------ DATASET EXTRACT

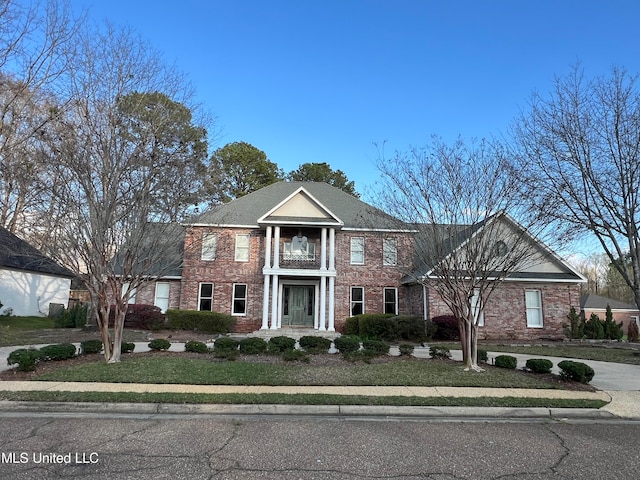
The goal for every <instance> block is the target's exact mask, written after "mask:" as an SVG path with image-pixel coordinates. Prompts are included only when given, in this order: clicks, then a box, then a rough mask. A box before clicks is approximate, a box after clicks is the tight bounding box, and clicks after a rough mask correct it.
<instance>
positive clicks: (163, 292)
mask: <svg viewBox="0 0 640 480" xmlns="http://www.w3.org/2000/svg"><path fill="white" fill-rule="evenodd" d="M169 290H170V287H169V282H156V295H155V298H154V300H153V304H154V305H155V306H156V307H158V308H159V309H160V311H161V312H162V313H164V312H166V311H167V310H168V309H169Z"/></svg>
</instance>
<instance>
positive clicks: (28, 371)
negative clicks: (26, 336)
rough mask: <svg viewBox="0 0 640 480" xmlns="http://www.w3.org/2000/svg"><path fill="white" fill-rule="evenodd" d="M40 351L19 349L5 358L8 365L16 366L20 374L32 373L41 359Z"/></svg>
mask: <svg viewBox="0 0 640 480" xmlns="http://www.w3.org/2000/svg"><path fill="white" fill-rule="evenodd" d="M41 356H42V354H41V353H40V350H38V349H35V348H19V349H17V350H14V351H13V352H11V353H10V354H9V356H8V357H7V364H8V365H15V364H17V365H18V370H20V371H21V372H33V371H34V370H35V369H36V366H37V365H38V362H39V361H40V359H41Z"/></svg>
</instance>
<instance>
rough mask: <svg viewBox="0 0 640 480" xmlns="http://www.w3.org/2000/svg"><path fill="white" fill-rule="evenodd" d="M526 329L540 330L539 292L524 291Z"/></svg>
mask: <svg viewBox="0 0 640 480" xmlns="http://www.w3.org/2000/svg"><path fill="white" fill-rule="evenodd" d="M525 303H526V306H527V327H529V328H542V327H543V324H542V295H541V294H540V290H525Z"/></svg>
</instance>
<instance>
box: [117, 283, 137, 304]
mask: <svg viewBox="0 0 640 480" xmlns="http://www.w3.org/2000/svg"><path fill="white" fill-rule="evenodd" d="M130 288H131V283H130V282H124V283H123V284H122V293H121V295H122V297H123V298H124V296H125V295H126V294H127V292H129V301H128V302H127V303H128V304H129V305H133V304H134V303H136V293H137V290H138V289H137V288H131V289H130Z"/></svg>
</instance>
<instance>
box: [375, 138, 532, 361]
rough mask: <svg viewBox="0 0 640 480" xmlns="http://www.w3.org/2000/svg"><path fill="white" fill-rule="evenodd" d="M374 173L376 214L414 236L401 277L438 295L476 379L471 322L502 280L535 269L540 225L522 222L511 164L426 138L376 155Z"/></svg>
mask: <svg viewBox="0 0 640 480" xmlns="http://www.w3.org/2000/svg"><path fill="white" fill-rule="evenodd" d="M378 166H379V169H380V171H381V172H382V184H381V186H380V187H381V188H380V190H379V200H380V202H381V207H383V209H384V210H385V211H387V212H389V213H391V214H392V215H395V216H396V217H397V218H399V219H401V220H403V221H405V222H407V223H409V224H411V225H412V226H413V228H414V229H415V230H416V232H417V234H416V253H415V260H414V262H415V264H414V266H413V270H412V271H410V272H406V273H407V274H408V275H411V276H412V277H413V278H414V280H415V281H416V282H418V283H420V284H422V285H424V286H427V287H431V288H433V289H434V290H435V291H436V292H437V293H438V294H439V295H440V297H441V298H442V300H443V302H444V303H445V304H446V305H447V306H448V308H449V309H450V310H451V312H452V313H453V315H454V316H455V317H456V318H457V320H458V326H459V330H460V339H461V344H462V351H463V360H464V364H465V369H466V370H476V371H479V370H481V368H479V367H478V364H477V333H478V321H479V318H480V317H481V316H482V315H483V310H484V307H485V305H487V302H488V300H489V298H490V297H491V294H492V293H493V292H494V291H495V289H496V288H498V287H499V285H500V284H501V282H502V281H503V280H504V279H505V278H507V277H508V276H509V275H511V274H513V273H514V272H517V271H519V270H520V269H523V268H526V267H528V266H531V265H534V264H536V263H539V262H541V261H543V258H541V257H540V253H539V250H538V249H536V248H534V243H533V240H532V239H533V237H534V236H536V235H537V234H539V233H542V230H543V229H542V224H541V223H539V222H538V223H535V224H534V223H533V222H530V221H529V220H528V217H527V215H526V213H527V212H526V209H525V207H526V206H525V205H524V204H523V203H522V202H521V201H520V200H521V197H520V196H519V192H518V191H517V186H516V185H515V183H514V182H513V178H512V167H513V166H512V164H511V162H510V161H509V159H508V158H507V157H506V156H505V155H504V152H503V151H502V149H501V148H500V147H498V146H495V145H491V144H489V143H488V142H485V141H482V142H480V143H479V144H477V145H476V144H472V145H471V146H467V145H465V143H464V142H463V141H461V140H458V141H457V142H455V143H454V144H453V145H446V144H445V143H444V142H443V141H442V140H440V139H438V138H434V139H433V142H432V143H431V144H430V145H428V146H426V147H424V148H421V149H412V150H410V151H408V152H396V153H395V155H394V156H393V157H391V158H385V157H384V155H383V156H382V158H380V159H379V162H378ZM509 214H511V215H513V216H514V218H518V219H519V222H522V223H517V222H516V221H514V220H513V218H512V217H511V216H510V215H509ZM533 228H535V231H534V230H533Z"/></svg>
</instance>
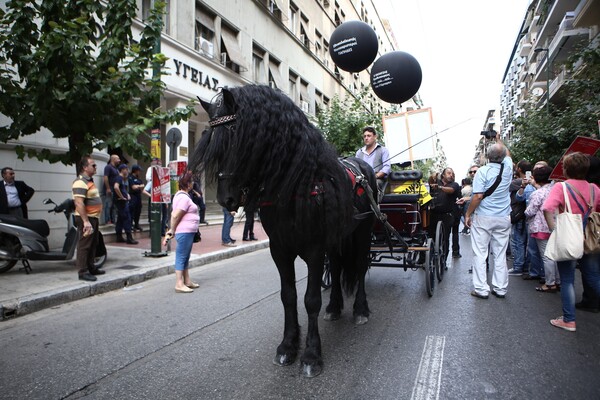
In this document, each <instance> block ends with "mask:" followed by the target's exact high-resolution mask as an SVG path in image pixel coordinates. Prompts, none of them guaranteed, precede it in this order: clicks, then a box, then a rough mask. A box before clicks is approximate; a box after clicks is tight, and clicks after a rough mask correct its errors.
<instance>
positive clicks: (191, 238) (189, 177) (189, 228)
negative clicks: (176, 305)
mask: <svg viewBox="0 0 600 400" xmlns="http://www.w3.org/2000/svg"><path fill="white" fill-rule="evenodd" d="M192 184H193V181H192V172H191V171H187V172H186V173H185V174H183V176H181V178H179V191H177V193H175V196H173V211H171V228H170V229H169V230H168V231H167V232H166V235H165V239H164V240H163V246H164V245H166V243H167V240H170V239H171V238H172V237H173V233H174V234H175V240H176V241H177V248H176V249H175V277H176V282H175V291H176V292H177V293H191V292H193V291H194V290H193V289H195V288H197V287H198V286H199V285H198V284H197V283H194V282H193V281H192V280H191V278H190V274H189V270H188V266H189V262H190V254H191V253H192V245H193V244H194V235H195V234H196V232H198V225H199V223H200V216H199V215H198V206H197V205H196V204H195V203H194V202H193V201H192V198H191V197H190V195H189V194H188V191H189V190H190V188H191V187H192Z"/></svg>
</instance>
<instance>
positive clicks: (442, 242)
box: [434, 221, 446, 282]
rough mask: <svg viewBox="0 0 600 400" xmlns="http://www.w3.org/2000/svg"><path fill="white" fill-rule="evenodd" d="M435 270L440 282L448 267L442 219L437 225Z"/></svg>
mask: <svg viewBox="0 0 600 400" xmlns="http://www.w3.org/2000/svg"><path fill="white" fill-rule="evenodd" d="M434 246H435V248H434V254H435V256H434V257H435V272H436V275H437V277H438V282H441V281H442V279H443V278H444V270H445V269H446V260H445V257H444V225H443V224H442V221H438V223H437V225H436V227H435V243H434Z"/></svg>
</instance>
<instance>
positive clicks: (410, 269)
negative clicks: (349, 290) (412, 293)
mask: <svg viewBox="0 0 600 400" xmlns="http://www.w3.org/2000/svg"><path fill="white" fill-rule="evenodd" d="M422 178H423V174H422V172H421V171H417V170H404V171H392V172H391V173H390V174H389V177H388V189H389V190H388V193H386V194H384V195H383V198H382V199H381V201H380V203H379V210H375V213H376V214H379V215H378V218H376V221H375V225H374V227H373V232H372V234H371V250H370V254H369V266H370V267H392V268H402V269H404V270H405V271H407V270H409V269H410V270H414V271H419V270H423V271H425V287H426V290H427V294H428V295H429V296H430V297H431V296H433V292H434V288H435V281H436V278H437V281H438V282H441V281H442V278H443V276H444V270H445V268H446V265H445V260H443V257H442V254H443V248H442V238H443V229H444V228H443V225H442V222H441V221H438V223H437V224H436V226H435V229H431V227H429V221H430V218H429V213H430V206H429V204H430V200H431V196H430V195H429V193H428V191H427V189H426V188H425V186H424V185H423V183H422ZM430 232H432V233H431V234H430ZM330 280H331V277H330V275H329V270H328V268H327V263H326V266H325V271H324V273H323V282H322V286H323V287H324V288H328V287H329V285H330Z"/></svg>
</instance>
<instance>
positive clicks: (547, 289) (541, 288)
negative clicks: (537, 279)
mask: <svg viewBox="0 0 600 400" xmlns="http://www.w3.org/2000/svg"><path fill="white" fill-rule="evenodd" d="M535 290H536V291H538V292H544V293H556V292H557V291H558V289H557V288H556V286H546V285H543V286H538V287H536V288H535Z"/></svg>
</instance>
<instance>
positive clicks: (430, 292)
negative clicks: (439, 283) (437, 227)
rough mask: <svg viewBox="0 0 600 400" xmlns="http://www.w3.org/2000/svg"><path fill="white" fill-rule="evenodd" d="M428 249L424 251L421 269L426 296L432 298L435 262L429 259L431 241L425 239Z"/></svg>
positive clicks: (432, 257)
mask: <svg viewBox="0 0 600 400" xmlns="http://www.w3.org/2000/svg"><path fill="white" fill-rule="evenodd" d="M427 247H428V249H427V250H426V251H425V263H424V264H423V267H424V269H425V287H426V288H427V294H428V295H429V297H431V296H433V289H434V288H435V272H434V271H435V269H436V268H435V260H434V257H431V249H433V240H431V238H429V239H427Z"/></svg>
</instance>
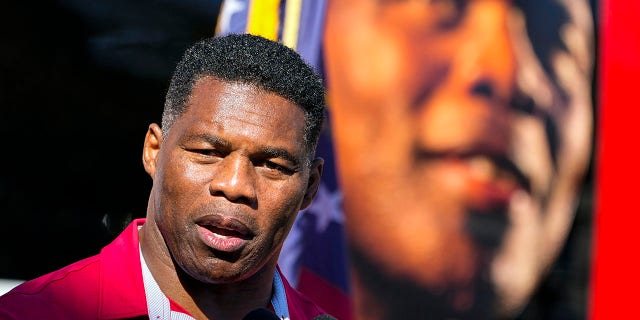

------------

WORK INSTRUCTION:
The output should be exactly the lines above from the line containing "positive clicks: (28, 371)" to the line containing "box: [375, 138, 532, 361]", inclusive, with no other lines.

RESULT:
positive clicks: (28, 371)
negative clicks: (26, 336)
rough mask: <svg viewBox="0 0 640 480" xmlns="http://www.w3.org/2000/svg"><path fill="white" fill-rule="evenodd" d="M40 351L19 349L5 358L8 365L16 366L20 374L32 373L41 359Z"/></svg>
mask: <svg viewBox="0 0 640 480" xmlns="http://www.w3.org/2000/svg"><path fill="white" fill-rule="evenodd" d="M41 356H42V354H41V353H40V350H38V349H35V348H19V349H17V350H14V351H13V352H11V353H10V354H9V356H8V357H7V364H8V365H15V364H17V365H18V370H20V371H21V372H33V371H34V370H35V369H36V366H37V365H38V362H39V361H40V359H41Z"/></svg>
</instance>
<instance>
rough mask: <svg viewBox="0 0 640 480" xmlns="http://www.w3.org/2000/svg"><path fill="white" fill-rule="evenodd" d="M526 329L540 330L539 292L524 291Z"/></svg>
mask: <svg viewBox="0 0 640 480" xmlns="http://www.w3.org/2000/svg"><path fill="white" fill-rule="evenodd" d="M525 303H526V306H527V327H529V328H542V327H543V324H542V295H541V294H540V290H525Z"/></svg>
</instance>
<instance>
box: [117, 283, 137, 304]
mask: <svg viewBox="0 0 640 480" xmlns="http://www.w3.org/2000/svg"><path fill="white" fill-rule="evenodd" d="M130 288H131V283H130V282H124V283H123V284H122V293H121V295H122V297H123V298H124V296H125V295H126V294H127V292H129V301H128V302H127V303H128V304H129V305H133V304H134V303H136V293H137V290H138V289H137V288H131V289H130Z"/></svg>
</instance>
<instance>
box: [375, 138, 532, 361]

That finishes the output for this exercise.